* _WHAT IS NEEDED_: Skip the images. Copy the records exactly as written.

* Begin DATASET EXTRACT *

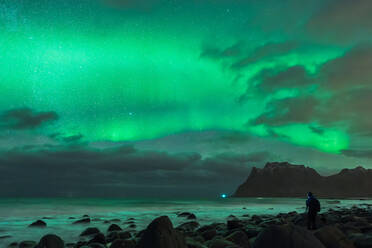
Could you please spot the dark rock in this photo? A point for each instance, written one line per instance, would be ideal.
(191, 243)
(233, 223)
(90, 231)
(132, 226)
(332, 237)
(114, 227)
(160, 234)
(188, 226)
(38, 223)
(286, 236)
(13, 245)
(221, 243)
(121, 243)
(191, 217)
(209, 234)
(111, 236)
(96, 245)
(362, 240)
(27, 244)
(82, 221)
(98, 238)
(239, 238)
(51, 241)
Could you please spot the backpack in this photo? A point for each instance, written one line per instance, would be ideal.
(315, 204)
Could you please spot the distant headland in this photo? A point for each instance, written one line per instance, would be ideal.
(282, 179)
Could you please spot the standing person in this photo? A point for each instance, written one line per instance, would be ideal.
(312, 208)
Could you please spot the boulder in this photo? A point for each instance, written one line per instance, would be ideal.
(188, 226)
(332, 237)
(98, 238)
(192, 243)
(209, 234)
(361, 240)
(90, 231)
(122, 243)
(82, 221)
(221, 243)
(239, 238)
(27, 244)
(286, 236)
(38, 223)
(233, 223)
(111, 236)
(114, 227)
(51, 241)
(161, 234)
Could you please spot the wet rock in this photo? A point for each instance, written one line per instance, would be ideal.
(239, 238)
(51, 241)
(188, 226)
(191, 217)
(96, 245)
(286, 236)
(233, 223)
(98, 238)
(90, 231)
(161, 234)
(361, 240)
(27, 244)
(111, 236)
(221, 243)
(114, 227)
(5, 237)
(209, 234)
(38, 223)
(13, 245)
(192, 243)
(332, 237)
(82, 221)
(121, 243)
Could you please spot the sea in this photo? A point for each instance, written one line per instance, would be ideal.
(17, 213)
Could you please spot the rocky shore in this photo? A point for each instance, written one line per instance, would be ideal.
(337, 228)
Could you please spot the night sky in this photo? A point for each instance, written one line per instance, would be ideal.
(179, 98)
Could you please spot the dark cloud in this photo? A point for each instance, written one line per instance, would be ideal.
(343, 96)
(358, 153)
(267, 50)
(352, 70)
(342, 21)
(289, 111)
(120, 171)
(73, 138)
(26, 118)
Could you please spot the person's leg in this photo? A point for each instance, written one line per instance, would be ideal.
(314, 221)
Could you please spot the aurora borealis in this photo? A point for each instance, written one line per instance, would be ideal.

* End DATASET EXTRACT *

* _ANSWER TO THE EXERCISE_:
Could you please spot the dark rock in this photo? A point for each instance, written one line per instance, would be ideal.
(191, 243)
(233, 223)
(90, 231)
(132, 226)
(332, 237)
(114, 227)
(160, 234)
(188, 226)
(38, 223)
(286, 236)
(13, 245)
(221, 243)
(121, 243)
(191, 217)
(209, 234)
(111, 236)
(96, 245)
(362, 240)
(27, 244)
(82, 221)
(98, 238)
(239, 238)
(51, 241)
Could you please spot the backpack in this photo? A point for each instance, written one line per instance, would be ideal.
(315, 204)
Could you please spot the distant headland in this photo? A point for each instance, written one line per instance, would be ideal.
(282, 179)
Could you please spot the standing person in this photo? A point for each instance, written one line per instance, would be ideal.
(312, 208)
Could you please spot the boulder in this photo? A point for each instance, written one line per instance, would be ideal.
(188, 226)
(332, 237)
(98, 238)
(192, 243)
(209, 234)
(361, 240)
(90, 231)
(122, 243)
(82, 221)
(221, 243)
(239, 238)
(27, 244)
(286, 236)
(38, 223)
(233, 223)
(111, 236)
(114, 227)
(51, 241)
(161, 234)
Could you please spot the wet rock in this photo? A point for each instance, written one line per instance, would be ideal.
(239, 238)
(51, 241)
(188, 226)
(191, 217)
(96, 245)
(286, 236)
(233, 223)
(98, 238)
(90, 231)
(161, 234)
(361, 240)
(27, 244)
(111, 236)
(221, 243)
(114, 227)
(5, 237)
(209, 234)
(38, 223)
(13, 245)
(192, 243)
(332, 237)
(82, 221)
(121, 243)
Could you please spot the sea in this photo? A point for each instance, written one line per instance, would be ideal.
(17, 213)
Could you please spot the rocky shore in this photo? A point for each instance, written one line per instance, would be ideal.
(337, 228)
Could you please spot the night sky in this photo? A point for each instance, written one line per instance, would be ideal.
(179, 98)
Could you please spot the dark cloud in this photo? A point for each instance, written one line per instance, would be ideal.
(343, 96)
(358, 153)
(267, 50)
(352, 70)
(342, 21)
(289, 111)
(120, 171)
(73, 138)
(26, 118)
Could you please spot the person's leg in this photo? A point for each instance, written one line per instance, would be ideal.
(314, 221)
Could you please spot the aurora borealis in this photo? A point for each instance, written one line per instance, would be ideal.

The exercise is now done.